*REQUIREMENT*:
From the text below on audio levels and metering, copy out the passage between "See Hear—Looking at" and "of stereo sound.", inclusive, word for word.

*SELECTED EXTRACT*:
::::::

The reference level I referred to earlier in the previous section is usually defined as minus 18 decibels (–18dB) under the digital maximum level of all 1s. This reference level is more accurately described as: –18dBFS.

Some manufacturers take this reference level to be at –20 dBFS (or even –12 dBFS), so make sure your software matches your friendly broadcaster’s specification. Most editing software allows you to set this reference level to whatever you require.

I did warn you this would be comprehensive, didn’t I? Pulling all this together:

  • The acceptable range of normal audio levels runs from: minus infinity dBFS (or silence) to a working maximum (or peak) of minus 10 dBFS.
  • Line-up level is at minus 18 dBFS (or 8 dB under the working maximum).
  • A headroom buffer is defined from minus 10 dBFS (the working maximum) up to 0 dBFS (the absolute maximum).
  • To check that our levels are in the acceptable region, we need a meter of some kind.

9.3 Sound Monitoring

See Hear—Looking at Sound

The bar graph level meters available on much editing software are okay, but a good pair of PPMs (peak programme meters) really helps highlight any level problems.

The PPM scale is easier to read than most other meter types. On a PPM, the needle pointing straight up (PPM 4) represents the reference level, about which I have already spoken. This is variously called line-up level, zero level, or minus 18 dBFS. PPM 6 represents the peak level (minus 10 dBFS), so no sound in your cut should go over PPM 6.

Some really good meters can be switched to monitor the sum (left plus right) and difference signals (left minus right) of stereo sound.

Needle colours on such meters are: red for left (L), green for right (R) (the same as port and starboard), white for the sum (M), yellow for the difference (S).

Monitoring the sum and difference signals can also alert you to any part of your mix, which, if it is out of phase, would produce abnormally high S (or difference) signal levels.

It is very unusual to get ‘out of phase’ material any more, except maybe from microphones, but it is worth you being aware that this can still happen.

::::::

[Excerpts of pointing data]
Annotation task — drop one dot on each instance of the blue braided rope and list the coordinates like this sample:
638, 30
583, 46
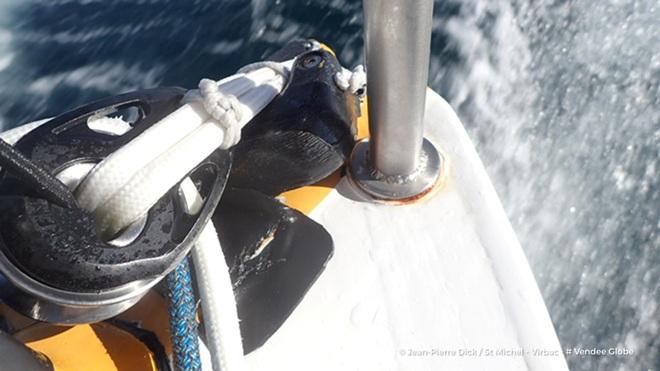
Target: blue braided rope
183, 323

::::::

*ANSWER*:
See Hear—Looking at Sound

The bar graph level meters available on much editing software are okay, but a good pair of PPMs (peak programme meters) really helps highlight any level problems.

The PPM scale is easier to read than most other meter types. On a PPM, the needle pointing straight up (PPM 4) represents the reference level, about which I have already spoken. This is variously called line-up level, zero level, or minus 18 dBFS. PPM 6 represents the peak level (minus 10 dBFS), so no sound in your cut should go over PPM 6.

Some really good meters can be switched to monitor the sum (left plus right) and difference signals (left minus right) of stereo sound.